| TAREA A REALIZAR |
Reescribe los datos desde la línea que contiene "target | fingers" hasta la que contiene "(1200, 627)", ambas incluidas, sin omitir ninguna línea. Suma 99 a cada número de las coordenadas y deja el resto del texto sin cambios.

| DATOS MOSTRADOS |
▼

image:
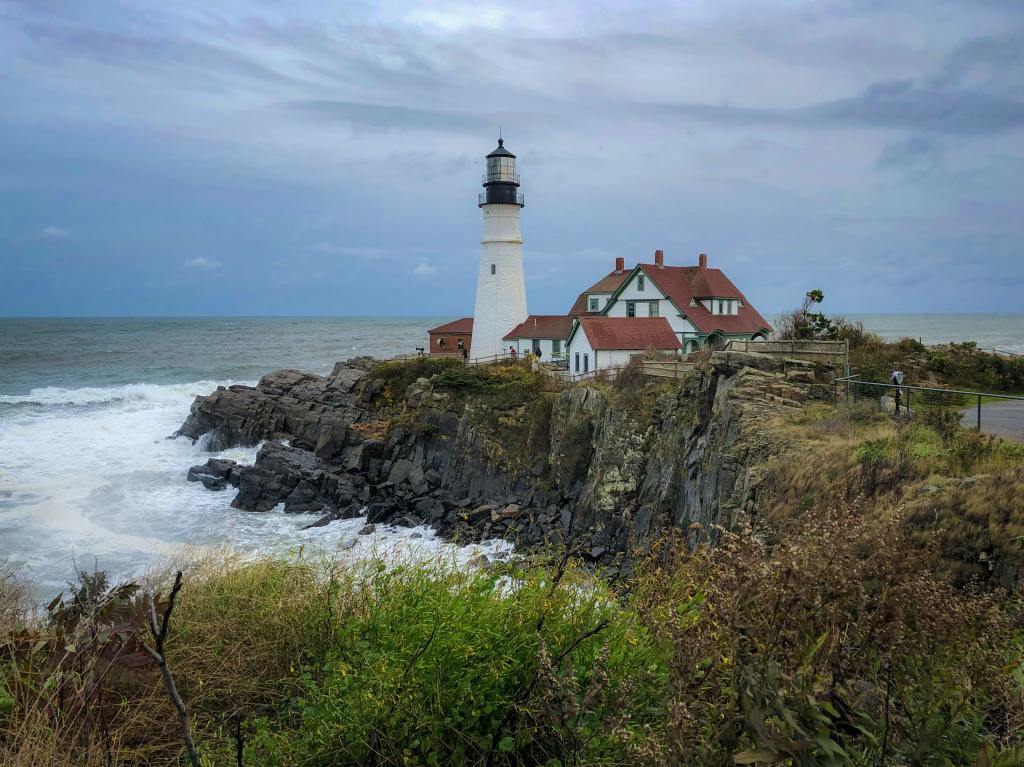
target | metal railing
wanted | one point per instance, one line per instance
(1009, 422)
(501, 177)
(519, 200)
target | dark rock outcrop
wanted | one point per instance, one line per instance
(607, 480)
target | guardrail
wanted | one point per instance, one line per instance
(666, 368)
(822, 352)
(460, 356)
(1008, 422)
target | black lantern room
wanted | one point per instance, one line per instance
(501, 182)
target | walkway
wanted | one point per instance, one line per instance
(1000, 419)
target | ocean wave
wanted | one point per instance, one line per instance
(50, 396)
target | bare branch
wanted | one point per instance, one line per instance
(157, 653)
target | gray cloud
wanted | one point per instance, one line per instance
(899, 104)
(201, 263)
(386, 117)
(335, 150)
(919, 154)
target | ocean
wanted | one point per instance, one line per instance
(89, 480)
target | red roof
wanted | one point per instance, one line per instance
(542, 326)
(682, 284)
(458, 326)
(607, 284)
(642, 333)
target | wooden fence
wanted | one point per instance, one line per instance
(822, 352)
(666, 368)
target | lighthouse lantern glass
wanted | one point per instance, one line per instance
(501, 169)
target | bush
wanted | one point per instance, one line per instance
(433, 668)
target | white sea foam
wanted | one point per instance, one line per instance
(102, 486)
(138, 392)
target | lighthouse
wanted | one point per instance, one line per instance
(501, 288)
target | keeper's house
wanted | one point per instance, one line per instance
(543, 335)
(599, 342)
(693, 307)
(450, 339)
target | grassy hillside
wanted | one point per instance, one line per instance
(868, 615)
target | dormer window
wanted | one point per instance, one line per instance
(729, 306)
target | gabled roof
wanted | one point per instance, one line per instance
(458, 326)
(542, 326)
(683, 284)
(631, 334)
(607, 284)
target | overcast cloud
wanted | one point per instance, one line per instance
(327, 162)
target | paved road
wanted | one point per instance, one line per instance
(1003, 419)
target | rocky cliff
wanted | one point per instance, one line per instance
(611, 464)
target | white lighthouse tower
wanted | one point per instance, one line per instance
(501, 288)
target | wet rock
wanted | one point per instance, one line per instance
(322, 522)
(409, 520)
(210, 481)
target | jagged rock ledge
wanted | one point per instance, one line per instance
(605, 478)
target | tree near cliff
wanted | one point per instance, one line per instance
(803, 324)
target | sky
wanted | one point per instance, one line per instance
(213, 157)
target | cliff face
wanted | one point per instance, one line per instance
(601, 472)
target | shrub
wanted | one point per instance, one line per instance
(431, 668)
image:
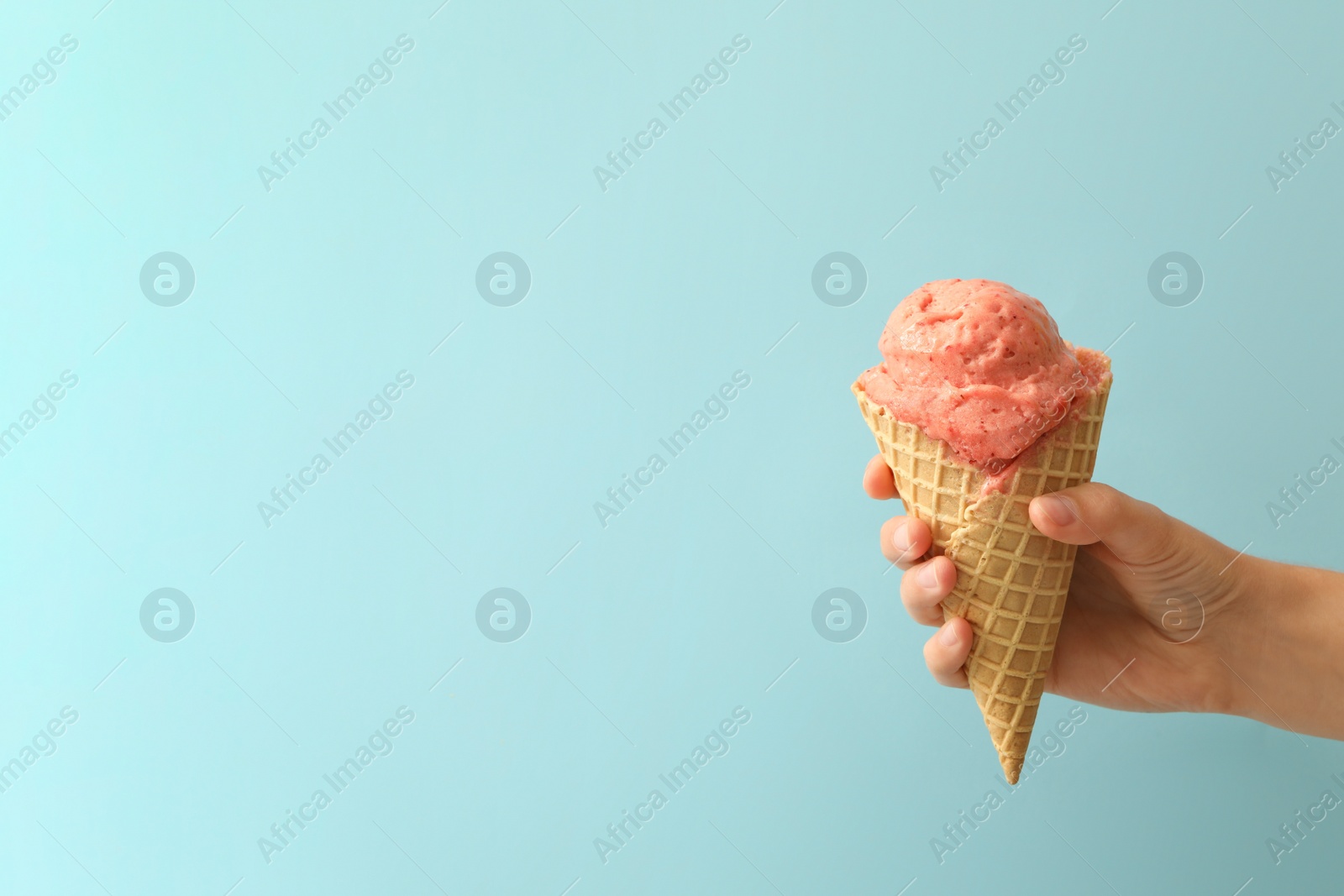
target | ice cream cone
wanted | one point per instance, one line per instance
(1011, 579)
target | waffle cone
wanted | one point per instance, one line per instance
(1011, 579)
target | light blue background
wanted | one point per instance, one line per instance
(644, 298)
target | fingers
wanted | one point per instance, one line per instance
(878, 481)
(924, 589)
(1133, 530)
(947, 652)
(904, 540)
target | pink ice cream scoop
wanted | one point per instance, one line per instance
(983, 367)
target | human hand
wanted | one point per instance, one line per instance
(1160, 617)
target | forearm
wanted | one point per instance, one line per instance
(1283, 649)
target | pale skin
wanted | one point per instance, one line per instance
(1200, 627)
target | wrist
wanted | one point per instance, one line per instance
(1278, 645)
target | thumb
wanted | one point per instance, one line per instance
(1133, 530)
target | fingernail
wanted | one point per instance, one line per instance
(900, 539)
(1059, 510)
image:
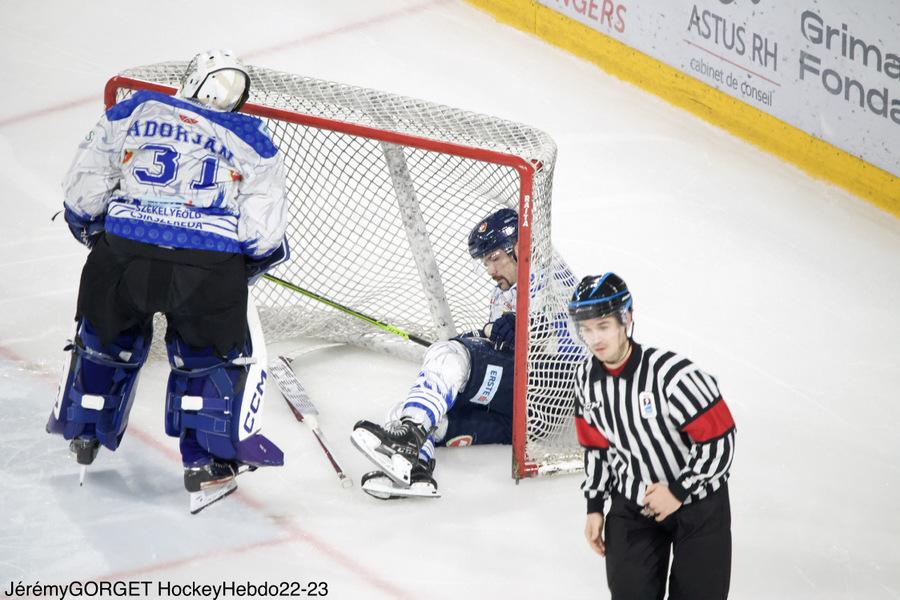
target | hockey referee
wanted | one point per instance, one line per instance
(659, 441)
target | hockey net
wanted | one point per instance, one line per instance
(383, 191)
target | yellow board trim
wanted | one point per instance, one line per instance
(816, 157)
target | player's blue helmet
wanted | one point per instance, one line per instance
(600, 295)
(499, 230)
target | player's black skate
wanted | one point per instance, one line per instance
(210, 482)
(393, 449)
(423, 485)
(85, 451)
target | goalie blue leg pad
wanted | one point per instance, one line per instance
(96, 394)
(213, 410)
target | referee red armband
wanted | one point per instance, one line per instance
(588, 436)
(711, 424)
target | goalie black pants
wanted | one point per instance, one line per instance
(202, 293)
(698, 535)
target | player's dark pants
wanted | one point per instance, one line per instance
(202, 293)
(637, 551)
(482, 413)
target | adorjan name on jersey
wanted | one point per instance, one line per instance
(150, 128)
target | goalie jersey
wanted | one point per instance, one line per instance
(168, 172)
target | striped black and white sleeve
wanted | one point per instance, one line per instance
(699, 411)
(596, 485)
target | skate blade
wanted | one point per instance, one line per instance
(378, 485)
(207, 496)
(395, 466)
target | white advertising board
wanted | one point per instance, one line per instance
(828, 67)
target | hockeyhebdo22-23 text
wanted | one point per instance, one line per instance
(165, 589)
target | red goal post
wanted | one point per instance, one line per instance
(353, 156)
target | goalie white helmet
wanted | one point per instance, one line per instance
(218, 79)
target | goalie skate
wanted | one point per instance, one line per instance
(423, 485)
(393, 450)
(211, 494)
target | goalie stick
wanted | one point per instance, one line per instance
(346, 309)
(298, 400)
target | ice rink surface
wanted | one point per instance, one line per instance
(785, 288)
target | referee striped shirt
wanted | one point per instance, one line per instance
(659, 419)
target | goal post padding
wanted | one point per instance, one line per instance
(383, 191)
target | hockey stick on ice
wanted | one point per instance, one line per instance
(304, 410)
(346, 309)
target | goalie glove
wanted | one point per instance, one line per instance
(84, 229)
(256, 268)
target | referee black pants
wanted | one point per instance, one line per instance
(638, 550)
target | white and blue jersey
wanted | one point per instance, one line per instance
(170, 172)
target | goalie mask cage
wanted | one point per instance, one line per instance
(383, 191)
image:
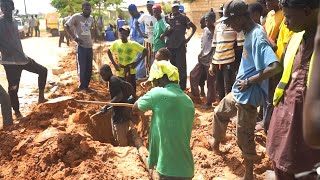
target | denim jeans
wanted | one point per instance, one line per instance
(5, 107)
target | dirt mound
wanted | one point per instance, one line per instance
(61, 141)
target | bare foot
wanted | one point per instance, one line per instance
(42, 100)
(214, 145)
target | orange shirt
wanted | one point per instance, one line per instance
(283, 39)
(272, 25)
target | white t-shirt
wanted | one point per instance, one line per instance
(148, 21)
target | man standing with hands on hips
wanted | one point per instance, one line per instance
(82, 23)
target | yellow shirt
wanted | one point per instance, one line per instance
(272, 25)
(162, 67)
(126, 53)
(283, 39)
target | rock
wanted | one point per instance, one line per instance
(46, 134)
(84, 146)
(57, 71)
(22, 144)
(81, 117)
(65, 76)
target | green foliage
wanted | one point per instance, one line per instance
(66, 7)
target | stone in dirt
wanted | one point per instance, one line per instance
(57, 71)
(46, 134)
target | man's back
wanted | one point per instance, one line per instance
(257, 55)
(170, 131)
(117, 85)
(179, 24)
(224, 40)
(10, 43)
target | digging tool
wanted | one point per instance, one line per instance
(69, 98)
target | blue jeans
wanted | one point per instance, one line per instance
(84, 66)
(140, 68)
(5, 107)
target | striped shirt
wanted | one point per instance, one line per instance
(224, 40)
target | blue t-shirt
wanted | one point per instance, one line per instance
(257, 55)
(134, 34)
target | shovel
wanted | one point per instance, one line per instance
(69, 98)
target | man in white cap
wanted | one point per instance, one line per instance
(176, 42)
(171, 124)
(148, 20)
(250, 89)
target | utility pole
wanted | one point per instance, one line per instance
(25, 7)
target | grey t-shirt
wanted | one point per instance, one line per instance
(206, 46)
(10, 43)
(82, 27)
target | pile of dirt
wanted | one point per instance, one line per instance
(61, 141)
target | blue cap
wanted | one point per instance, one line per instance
(132, 7)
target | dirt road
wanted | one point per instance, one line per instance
(46, 52)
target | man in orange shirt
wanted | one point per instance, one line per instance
(274, 19)
(283, 39)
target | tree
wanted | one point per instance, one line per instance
(65, 7)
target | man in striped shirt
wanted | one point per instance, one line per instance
(225, 42)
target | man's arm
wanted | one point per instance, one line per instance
(139, 30)
(70, 33)
(271, 70)
(194, 28)
(311, 121)
(112, 60)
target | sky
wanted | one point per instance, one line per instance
(43, 6)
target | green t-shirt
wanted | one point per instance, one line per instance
(159, 28)
(170, 130)
(126, 53)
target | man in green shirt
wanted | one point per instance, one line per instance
(170, 129)
(160, 29)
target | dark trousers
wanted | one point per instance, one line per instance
(196, 76)
(84, 66)
(224, 79)
(13, 73)
(37, 31)
(178, 59)
(5, 107)
(62, 35)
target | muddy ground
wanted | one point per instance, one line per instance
(60, 141)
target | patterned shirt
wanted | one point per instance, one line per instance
(224, 40)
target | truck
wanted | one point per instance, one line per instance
(23, 27)
(52, 23)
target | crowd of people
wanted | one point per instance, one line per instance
(256, 56)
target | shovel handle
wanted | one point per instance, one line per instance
(106, 103)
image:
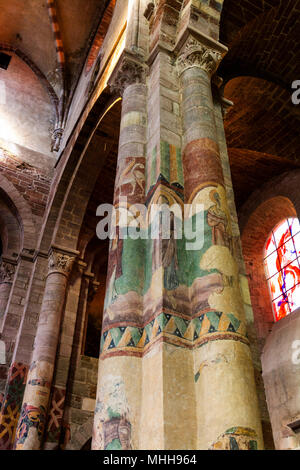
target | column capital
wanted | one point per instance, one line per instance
(130, 70)
(194, 53)
(60, 261)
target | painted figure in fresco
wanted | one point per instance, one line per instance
(112, 414)
(170, 260)
(133, 175)
(31, 418)
(114, 270)
(237, 438)
(165, 250)
(117, 434)
(217, 219)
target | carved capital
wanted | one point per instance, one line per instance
(195, 54)
(129, 71)
(7, 272)
(60, 262)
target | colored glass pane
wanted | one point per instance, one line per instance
(281, 307)
(294, 226)
(271, 264)
(282, 233)
(275, 285)
(282, 255)
(286, 253)
(270, 246)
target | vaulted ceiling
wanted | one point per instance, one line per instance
(28, 26)
(262, 128)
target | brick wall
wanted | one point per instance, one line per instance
(33, 184)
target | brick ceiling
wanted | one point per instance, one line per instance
(262, 129)
(25, 25)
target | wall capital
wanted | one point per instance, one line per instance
(130, 70)
(196, 54)
(61, 262)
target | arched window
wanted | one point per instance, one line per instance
(282, 266)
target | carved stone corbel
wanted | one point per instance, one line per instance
(61, 262)
(196, 54)
(129, 71)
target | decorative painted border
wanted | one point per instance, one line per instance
(172, 329)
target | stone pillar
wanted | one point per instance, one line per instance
(226, 403)
(7, 272)
(116, 424)
(31, 424)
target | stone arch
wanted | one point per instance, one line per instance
(22, 213)
(81, 185)
(265, 209)
(48, 87)
(82, 436)
(69, 164)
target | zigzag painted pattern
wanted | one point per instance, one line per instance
(175, 329)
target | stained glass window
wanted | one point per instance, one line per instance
(282, 265)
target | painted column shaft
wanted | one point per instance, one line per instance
(31, 424)
(226, 403)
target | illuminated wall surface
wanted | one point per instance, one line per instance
(282, 266)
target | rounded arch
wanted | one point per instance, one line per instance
(21, 215)
(80, 173)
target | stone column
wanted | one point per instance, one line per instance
(226, 403)
(31, 424)
(116, 424)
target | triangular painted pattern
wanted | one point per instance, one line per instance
(172, 325)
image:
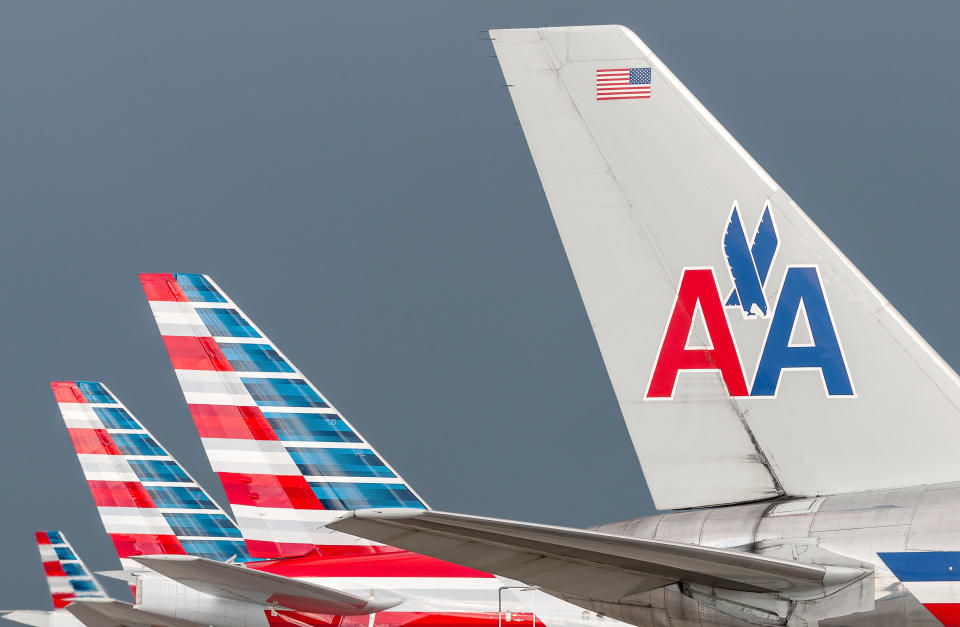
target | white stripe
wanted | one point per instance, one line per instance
(257, 374)
(260, 457)
(228, 304)
(341, 445)
(134, 520)
(59, 585)
(284, 514)
(304, 410)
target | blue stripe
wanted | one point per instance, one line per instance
(226, 323)
(115, 418)
(339, 462)
(283, 393)
(310, 427)
(364, 495)
(55, 537)
(74, 569)
(94, 392)
(202, 525)
(197, 289)
(219, 550)
(158, 470)
(177, 497)
(923, 565)
(136, 444)
(254, 358)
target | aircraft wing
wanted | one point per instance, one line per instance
(585, 564)
(243, 584)
(113, 613)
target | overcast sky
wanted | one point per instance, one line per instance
(354, 176)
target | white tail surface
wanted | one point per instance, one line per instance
(750, 358)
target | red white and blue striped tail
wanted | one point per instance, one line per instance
(288, 460)
(148, 503)
(67, 576)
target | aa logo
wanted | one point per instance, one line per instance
(800, 301)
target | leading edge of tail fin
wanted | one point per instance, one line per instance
(288, 460)
(67, 576)
(750, 358)
(148, 503)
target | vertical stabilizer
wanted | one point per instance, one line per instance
(750, 358)
(67, 576)
(148, 503)
(288, 460)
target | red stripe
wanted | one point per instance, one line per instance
(54, 569)
(93, 442)
(195, 353)
(458, 619)
(231, 422)
(284, 491)
(162, 287)
(132, 544)
(390, 563)
(67, 392)
(946, 613)
(62, 599)
(121, 494)
(278, 550)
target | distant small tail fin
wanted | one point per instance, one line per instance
(67, 576)
(148, 503)
(750, 358)
(288, 460)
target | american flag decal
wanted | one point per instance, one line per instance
(623, 83)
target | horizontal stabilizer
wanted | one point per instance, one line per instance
(112, 613)
(587, 565)
(242, 584)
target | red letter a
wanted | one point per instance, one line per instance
(697, 286)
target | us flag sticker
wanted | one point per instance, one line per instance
(623, 83)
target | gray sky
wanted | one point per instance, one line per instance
(354, 176)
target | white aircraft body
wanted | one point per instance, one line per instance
(803, 427)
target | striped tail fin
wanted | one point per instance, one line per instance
(288, 460)
(67, 576)
(148, 503)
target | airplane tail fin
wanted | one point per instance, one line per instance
(750, 358)
(288, 460)
(67, 576)
(148, 503)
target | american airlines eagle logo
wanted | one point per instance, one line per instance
(801, 303)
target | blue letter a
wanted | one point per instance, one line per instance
(802, 286)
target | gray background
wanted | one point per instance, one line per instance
(354, 176)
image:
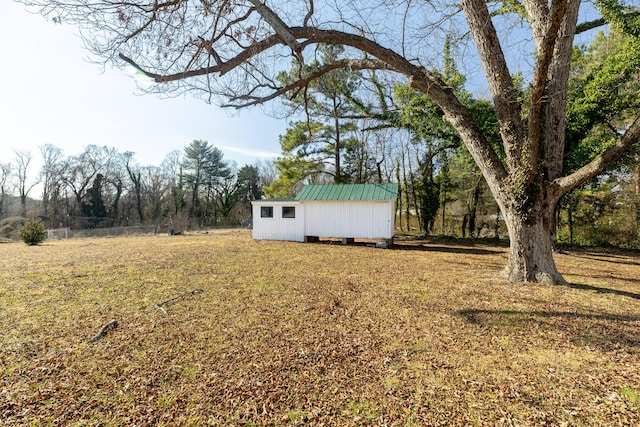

▲

| RESULTADO DEL EJERCICIO |
target | fingers
wanted | one point per instance, one line per instance
(977, 580)
(1023, 688)
(1232, 629)
(1046, 751)
(1003, 639)
target | pink ice cream scoop
wanted | one point per instance, one line per instance
(1082, 466)
target | human hand
wanted | one point per instance, one line per instance
(1259, 716)
target | forearm
wanted | one point per instance, one line per instance
(1382, 748)
target | pale skin
wanted | one point per instance, one line per instance
(1299, 726)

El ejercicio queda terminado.